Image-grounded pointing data
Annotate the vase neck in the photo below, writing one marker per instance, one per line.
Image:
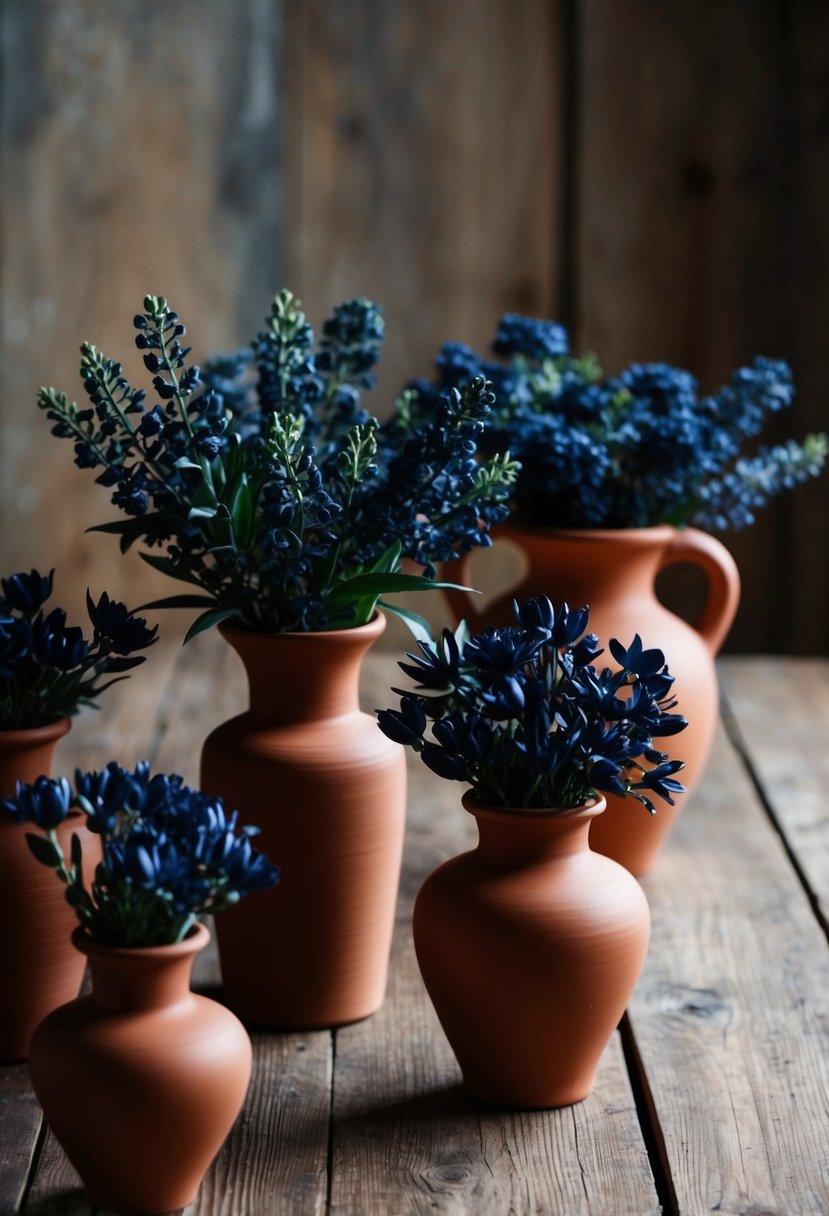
(507, 836)
(141, 979)
(294, 677)
(596, 566)
(27, 754)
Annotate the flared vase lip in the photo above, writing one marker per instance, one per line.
(372, 630)
(44, 733)
(631, 534)
(587, 810)
(197, 939)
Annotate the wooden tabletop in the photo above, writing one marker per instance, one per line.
(714, 1095)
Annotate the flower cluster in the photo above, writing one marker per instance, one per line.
(525, 716)
(49, 669)
(169, 853)
(263, 482)
(633, 450)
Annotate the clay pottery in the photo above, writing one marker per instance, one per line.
(38, 967)
(614, 573)
(530, 946)
(328, 792)
(141, 1080)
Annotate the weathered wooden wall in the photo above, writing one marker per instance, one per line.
(655, 174)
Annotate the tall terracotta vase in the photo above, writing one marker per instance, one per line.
(530, 946)
(328, 791)
(615, 573)
(38, 967)
(142, 1080)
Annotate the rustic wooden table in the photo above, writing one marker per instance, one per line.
(714, 1095)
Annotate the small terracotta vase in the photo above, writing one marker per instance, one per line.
(141, 1080)
(530, 947)
(615, 573)
(328, 792)
(38, 967)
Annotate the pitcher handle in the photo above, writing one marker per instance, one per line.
(720, 568)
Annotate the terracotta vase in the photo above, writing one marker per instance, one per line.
(328, 792)
(38, 967)
(615, 573)
(141, 1080)
(530, 947)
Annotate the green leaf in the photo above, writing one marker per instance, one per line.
(208, 619)
(168, 567)
(43, 850)
(184, 601)
(418, 625)
(242, 513)
(362, 585)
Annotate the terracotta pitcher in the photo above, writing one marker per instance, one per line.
(614, 573)
(328, 791)
(142, 1080)
(530, 946)
(38, 967)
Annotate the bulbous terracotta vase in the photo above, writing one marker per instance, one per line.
(530, 947)
(38, 967)
(328, 792)
(615, 573)
(142, 1080)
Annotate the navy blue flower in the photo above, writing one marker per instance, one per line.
(44, 804)
(528, 720)
(169, 853)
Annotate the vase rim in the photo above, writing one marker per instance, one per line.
(631, 534)
(372, 629)
(587, 810)
(45, 732)
(197, 939)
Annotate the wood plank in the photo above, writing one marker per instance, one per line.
(780, 710)
(112, 190)
(274, 1159)
(729, 1015)
(406, 1138)
(703, 180)
(422, 167)
(20, 1126)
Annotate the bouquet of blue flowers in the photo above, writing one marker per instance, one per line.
(49, 669)
(169, 853)
(632, 450)
(524, 715)
(264, 483)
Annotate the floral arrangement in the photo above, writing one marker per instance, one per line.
(632, 450)
(265, 484)
(49, 669)
(169, 853)
(525, 718)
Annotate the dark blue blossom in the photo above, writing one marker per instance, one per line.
(45, 803)
(637, 449)
(528, 719)
(49, 669)
(264, 482)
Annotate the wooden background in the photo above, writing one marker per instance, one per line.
(653, 173)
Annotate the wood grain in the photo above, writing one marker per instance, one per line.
(729, 1017)
(423, 167)
(787, 752)
(407, 1140)
(701, 179)
(140, 148)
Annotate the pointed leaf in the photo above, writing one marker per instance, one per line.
(208, 619)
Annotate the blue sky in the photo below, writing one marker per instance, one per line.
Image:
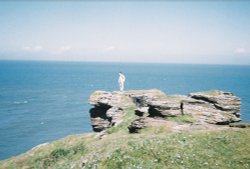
(208, 32)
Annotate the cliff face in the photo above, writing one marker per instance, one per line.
(154, 106)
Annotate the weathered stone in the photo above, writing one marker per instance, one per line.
(212, 107)
(140, 111)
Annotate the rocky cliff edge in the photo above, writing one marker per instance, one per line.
(154, 107)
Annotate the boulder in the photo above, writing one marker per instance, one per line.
(211, 107)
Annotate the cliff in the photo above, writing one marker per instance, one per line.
(149, 129)
(155, 107)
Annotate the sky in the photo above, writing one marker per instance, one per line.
(197, 32)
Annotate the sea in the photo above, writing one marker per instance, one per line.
(42, 101)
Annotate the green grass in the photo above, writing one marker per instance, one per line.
(217, 149)
(153, 148)
(240, 125)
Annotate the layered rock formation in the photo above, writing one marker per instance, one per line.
(211, 107)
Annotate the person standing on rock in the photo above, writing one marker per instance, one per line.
(121, 81)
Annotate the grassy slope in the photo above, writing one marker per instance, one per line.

:: EXERCISE PROMPT ::
Return all of the data exactly as written, and drop the pictures.

:: RESPONSE TO THIS EXERCISE ::
Annotate the vase neck in the photo below, writing one marker per instance, one per line.
Image:
(507, 836)
(141, 979)
(294, 677)
(596, 566)
(27, 754)
Annotate the flared vase lip in the photo above, writing one marker per instance, one per line.
(372, 630)
(44, 733)
(631, 534)
(587, 810)
(197, 939)
Annotate the wooden tabletop in the photo above, writing one marker per instance, one per line.
(714, 1095)
Annotate the flower cluster in the photo above, writing one marker per instance, one per line.
(525, 716)
(49, 669)
(169, 853)
(263, 482)
(633, 450)
Annotate the clay pottery in the photo above, writing one marker per instance, one per line.
(38, 967)
(614, 573)
(530, 946)
(328, 792)
(141, 1080)
Annotate the weathered wooden wall in the photo above, writing one marker per instance, one per line.
(655, 174)
Annotate the tall terracotta vase in the photo above, writing one marker per instance, one per line.
(530, 946)
(328, 791)
(615, 573)
(38, 967)
(142, 1080)
Annotate the rustic wooden table in the photo above, writing one marker per instance, one per line.
(714, 1095)
Annotate the small terracotta vase in the photo above, writing one marker per instance, one per line.
(141, 1080)
(530, 947)
(615, 573)
(328, 792)
(38, 967)
Annotate the pitcher handle in the photo above, writing one marker per instance, one per line.
(720, 568)
Annotate the terracotta vase in the photo above, writing one marker per instance, one per line.
(328, 792)
(38, 967)
(615, 573)
(141, 1080)
(530, 947)
Annotate the green leaf in the photo above, writing one marker per instance, one per line.
(208, 619)
(168, 567)
(43, 850)
(184, 601)
(418, 625)
(242, 513)
(362, 585)
Annotate the terracotta pitcher in the photo above, writing one marker per instance, one per line.
(614, 573)
(328, 791)
(142, 1080)
(530, 946)
(38, 967)
Annotate the bulbous terracotta vase in the photo above, writing one marker per instance, one per line.
(530, 947)
(38, 967)
(328, 792)
(615, 573)
(142, 1080)
Annotate the navy blue flower in the photo above, writing one marker per instance, one per line.
(44, 804)
(528, 720)
(169, 853)
Annotate the vase rim in the photo above, writing one marker per instance, one per line.
(631, 534)
(372, 629)
(587, 810)
(45, 732)
(197, 939)
Annotate the wood plank in the photo above, writing one marker per instance, one per line.
(780, 710)
(112, 190)
(274, 1159)
(729, 1015)
(406, 1138)
(703, 180)
(422, 167)
(20, 1126)
Annotate the bouquet of blue flowers in the photo above, writing one marker per instance, one per line.
(49, 669)
(169, 853)
(632, 450)
(524, 715)
(264, 483)
Annotate the floral arrangement in the photo above, writing one marker per instance, one per line.
(632, 450)
(265, 484)
(49, 669)
(169, 853)
(525, 718)
Annotate the dark blue blossom in the photo above, writing one marker per instance, one per line.
(45, 803)
(637, 449)
(528, 719)
(49, 669)
(264, 482)
Annotate the wooden background in the photo above, writing one marker per instance, one per line.
(653, 173)
Annotate the wood grain in the photo above, writing one marker per instance, one per line.
(729, 1017)
(423, 167)
(787, 752)
(407, 1140)
(701, 179)
(140, 148)
Annotate the pointed leaf in the photo above, writing one marker per instance, one per line.
(208, 619)
Annotate the blue sky in the photo below, writing one marker per instance, one per line.
Image:
(208, 32)
Annotate the cliff face in the photo above, writing one marker per instance, one per line.
(154, 106)
Annotate the weathered stone in the photo above, writing one marker per instance, one per line.
(212, 107)
(140, 111)
Annotate the rocky cliff edge in the photo above, writing one marker per instance, one per line.
(154, 107)
Annotate the boulder in the photo above, writing one marker per instance, one per line.
(211, 107)
Annotate the cliff in the photo above, writing one marker per instance, one per line.
(149, 129)
(155, 107)
Annotate the sky in the photo above, writing one marker per instance, one per line.
(197, 32)
Annotate the sea in the photo above, writing one marker per instance, one per line.
(42, 101)
Annotate the green grass in the photo above, writing one marker per instance, one per line.
(217, 149)
(153, 148)
(240, 125)
Annotate the layered rock formation in the photo above, writing one marker per instance, one per line.
(211, 107)
Annotate the person standing on rock in the photo above, writing one marker per instance, one per line.
(121, 81)
Annotate the grassy slope in the photo above, writing one marker per instance, one per line.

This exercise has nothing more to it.